## [Data]
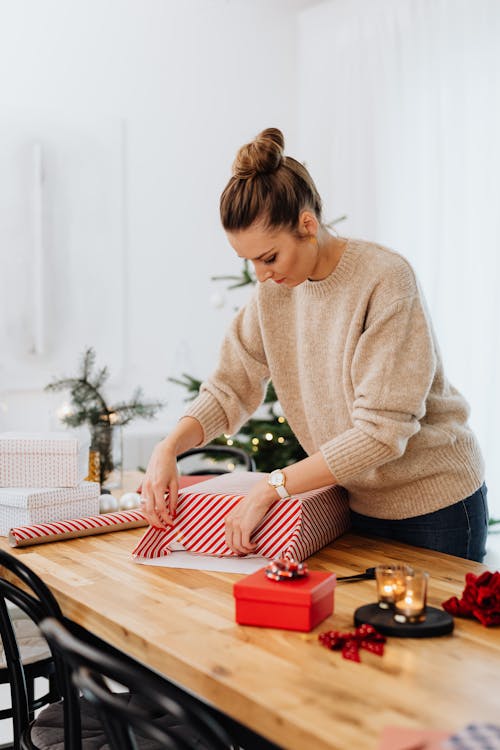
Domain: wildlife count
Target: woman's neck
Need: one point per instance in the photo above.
(330, 251)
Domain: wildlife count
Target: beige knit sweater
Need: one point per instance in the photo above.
(357, 370)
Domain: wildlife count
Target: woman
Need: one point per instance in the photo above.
(341, 328)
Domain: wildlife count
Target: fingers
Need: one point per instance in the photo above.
(173, 496)
(154, 506)
(238, 537)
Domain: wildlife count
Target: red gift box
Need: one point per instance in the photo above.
(298, 604)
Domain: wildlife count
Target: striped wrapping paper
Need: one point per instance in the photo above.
(22, 536)
(293, 528)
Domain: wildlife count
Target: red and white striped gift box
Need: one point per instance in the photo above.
(293, 528)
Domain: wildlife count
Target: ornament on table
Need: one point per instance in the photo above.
(129, 500)
(108, 503)
(94, 474)
(480, 599)
(350, 643)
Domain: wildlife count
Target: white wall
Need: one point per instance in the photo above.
(401, 131)
(181, 85)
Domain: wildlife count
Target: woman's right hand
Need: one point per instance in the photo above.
(161, 477)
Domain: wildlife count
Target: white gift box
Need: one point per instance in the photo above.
(21, 506)
(50, 459)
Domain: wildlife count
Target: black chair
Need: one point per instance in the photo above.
(152, 713)
(36, 601)
(214, 459)
(72, 722)
(37, 659)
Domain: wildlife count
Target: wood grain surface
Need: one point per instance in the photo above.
(282, 684)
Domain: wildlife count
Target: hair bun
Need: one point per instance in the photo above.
(262, 156)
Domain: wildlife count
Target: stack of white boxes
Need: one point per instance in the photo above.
(42, 479)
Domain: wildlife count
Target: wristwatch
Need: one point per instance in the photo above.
(277, 480)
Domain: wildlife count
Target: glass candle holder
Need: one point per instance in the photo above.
(411, 603)
(390, 583)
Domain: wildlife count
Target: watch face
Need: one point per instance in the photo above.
(277, 478)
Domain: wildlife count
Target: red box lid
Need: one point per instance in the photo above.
(302, 591)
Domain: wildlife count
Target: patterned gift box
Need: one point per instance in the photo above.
(21, 506)
(52, 459)
(293, 528)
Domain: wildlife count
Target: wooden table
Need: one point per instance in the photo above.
(282, 684)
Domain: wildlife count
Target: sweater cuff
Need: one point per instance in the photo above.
(353, 453)
(209, 413)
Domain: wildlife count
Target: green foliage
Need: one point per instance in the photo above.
(270, 439)
(89, 405)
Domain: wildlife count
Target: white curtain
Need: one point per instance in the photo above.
(399, 112)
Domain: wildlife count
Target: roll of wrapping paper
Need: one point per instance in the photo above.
(41, 533)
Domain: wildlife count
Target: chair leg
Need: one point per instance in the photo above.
(30, 690)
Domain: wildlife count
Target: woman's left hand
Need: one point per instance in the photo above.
(242, 520)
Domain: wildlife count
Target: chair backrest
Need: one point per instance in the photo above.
(38, 602)
(214, 459)
(157, 709)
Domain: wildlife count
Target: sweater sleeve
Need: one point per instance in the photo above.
(392, 372)
(237, 387)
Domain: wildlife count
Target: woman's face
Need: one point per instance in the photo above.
(279, 255)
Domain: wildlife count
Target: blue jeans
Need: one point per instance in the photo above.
(460, 529)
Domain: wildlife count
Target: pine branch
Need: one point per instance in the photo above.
(192, 385)
(246, 277)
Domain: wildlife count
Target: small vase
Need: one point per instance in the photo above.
(107, 440)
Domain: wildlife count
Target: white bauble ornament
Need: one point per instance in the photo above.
(277, 409)
(217, 300)
(129, 500)
(107, 503)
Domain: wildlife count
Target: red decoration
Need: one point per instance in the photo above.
(298, 604)
(286, 570)
(366, 636)
(480, 599)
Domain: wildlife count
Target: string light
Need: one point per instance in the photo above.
(64, 410)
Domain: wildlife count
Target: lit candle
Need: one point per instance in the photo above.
(410, 606)
(390, 583)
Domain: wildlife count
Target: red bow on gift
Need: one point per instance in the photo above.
(366, 636)
(480, 599)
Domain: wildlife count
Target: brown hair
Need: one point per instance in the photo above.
(267, 185)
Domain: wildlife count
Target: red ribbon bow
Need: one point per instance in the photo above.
(286, 570)
(366, 636)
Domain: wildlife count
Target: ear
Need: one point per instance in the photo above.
(308, 223)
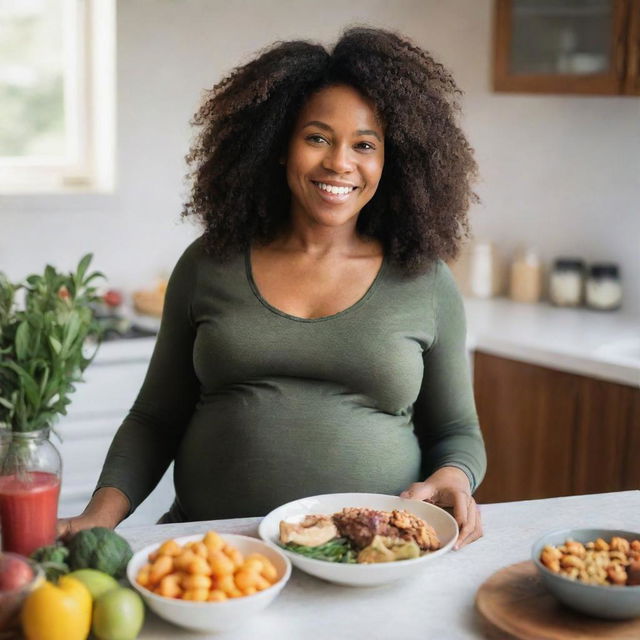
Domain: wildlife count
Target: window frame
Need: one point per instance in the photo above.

## [Problem requirements]
Restate the records word for word, omitting images.

## [Answer below]
Domain: wildlife count
Target: woman's neck
Need: one point per instance in the photo above.
(330, 251)
Domain: wildlife count
Target: beige knit sweater
Need: one point per instance in the photo above.
(357, 370)
Domain: wildlife count
Target: woman
Need: one point per instance in the photo above.
(341, 328)
Domain: wildlife count
Target: fingers
Need: one point per instance in the photo above.
(173, 496)
(154, 506)
(238, 537)
Domain: wildlife count
Target: red gift box
Need: one point per instance in the photo above.
(298, 604)
Domain: wildlife count
Target: striped wrapping paper
Need: one point per instance in the photo above.
(22, 536)
(293, 528)
Domain: wildlife count
Target: red and white striped gift box
Need: one point per instance in the photo above.
(293, 528)
Domain: wildlife count
Target: ornament on table
Need: one point per instance in the photo above.
(129, 500)
(108, 503)
(94, 474)
(480, 599)
(350, 643)
Domain: wildlife count
Target: white wall
Need: one point per instance in the photo above.
(401, 131)
(181, 85)
Domain: wildlife count
Target: woman's right hand
Need: one point per instance in the photo above.
(161, 477)
Domain: wildlife count
Target: white gift box
Need: one point per instance in the photo above.
(21, 506)
(50, 459)
Domain: wildlife count
Target: black chair
Need: one point per instance in the photo above.
(152, 713)
(36, 601)
(214, 459)
(72, 722)
(37, 659)
Domain: wildlife count
Target: wood grain surface
Need: one point per instance in the photo above.
(282, 684)
Domain: wildlife count
Target: hair bun
Need: one point per instance in the photo above.
(262, 156)
Domain: wildlife count
Target: stack of white boxes
Need: one point per instance in the photo above.
(42, 479)
Domain: wildlife count
Target: wristwatch
Need: one point per instance in the photo above.
(277, 480)
Domain: wildlife count
Target: glass candle holder
Need: one point per instance in the photo above.
(411, 603)
(390, 583)
Domain: wildlife count
Target: watch face
Need: one point per instance in the photo above.
(277, 478)
Domain: wildlife count
Target: red box lid
Need: one point per instance in the photo above.
(302, 591)
Domain: wildlife count
Target: patterned gift box
Need: one point per instance in the photo above.
(21, 506)
(52, 459)
(293, 528)
Domain: wildlife count
Target: wooden table
Need: one point per instance in the photo above.
(282, 684)
Domain: wildlife count
Target: sweater cuff
Need: one point per instance in the photo above.
(353, 453)
(209, 413)
Domain: wildlife count
Target: green foliage
Need: one point per instance in the photo above.
(270, 439)
(89, 405)
Domain: wildlife count
Target: white curtain
Need: one point per instance in the photo above.
(399, 112)
Domain: wildlife count
Target: roll of wrapping paper
Need: one point per instance in the photo above.
(41, 533)
Domain: wildlife count
Target: chair leg
Need: one point per instance in the photo above.
(30, 690)
Domain: wildlife count
Target: woman's left hand
Need: one point per instance in the photo above.
(242, 520)
Domain: wildlife count
Target: chair backrest
Need: one point per instance in the photo above.
(38, 602)
(214, 459)
(157, 709)
Domain: wildlife count
Target: sweater sleeve
Need: one point per instance in the photo above.
(392, 372)
(237, 387)
Domain: wildlife count
Target: woman's face
Need: one point per instance in the photo above.
(279, 255)
Domain: wildlife count
Target: blue jeans
Need: one point per instance in the photo above.
(460, 529)
Domain: wildlife count
Target: pine branch
Need: one point per instance in the photo above.
(192, 385)
(246, 277)
Domain: wildlife count
Target: small vase
Need: one point per instance in the photo above.
(107, 440)
Domain: wildlife count
Target: white bauble ornament
Need: one point per instance in the photo above.
(277, 409)
(217, 300)
(129, 500)
(107, 503)
Domain: wildlife count
Target: red decoration
Need: one point per instance in the photo above.
(298, 604)
(286, 570)
(366, 636)
(480, 599)
Domain: wildlife count
Target: string light
Need: one point per instance in the photo above.
(64, 410)
Domain: wildlife count
Target: lit candle
Need: one point per instance in the photo above.
(410, 606)
(390, 583)
Domain: wildlife count
Target: red bow on gift
Need: one point per instance in the photo above.
(366, 636)
(480, 599)
Domain: wildlife count
Target: brown hair
Need: one point per instance in the photo above.
(267, 185)
Domain: wildlife count
Target: red ribbon bow
Need: one point per instance in the photo above.
(286, 570)
(366, 636)
Domain: wildlife count
Target: ear
Need: one point per instance in the photo above.
(308, 223)
Domain: wildlife count
Target: window frame
Need: one point per instance in the photo above.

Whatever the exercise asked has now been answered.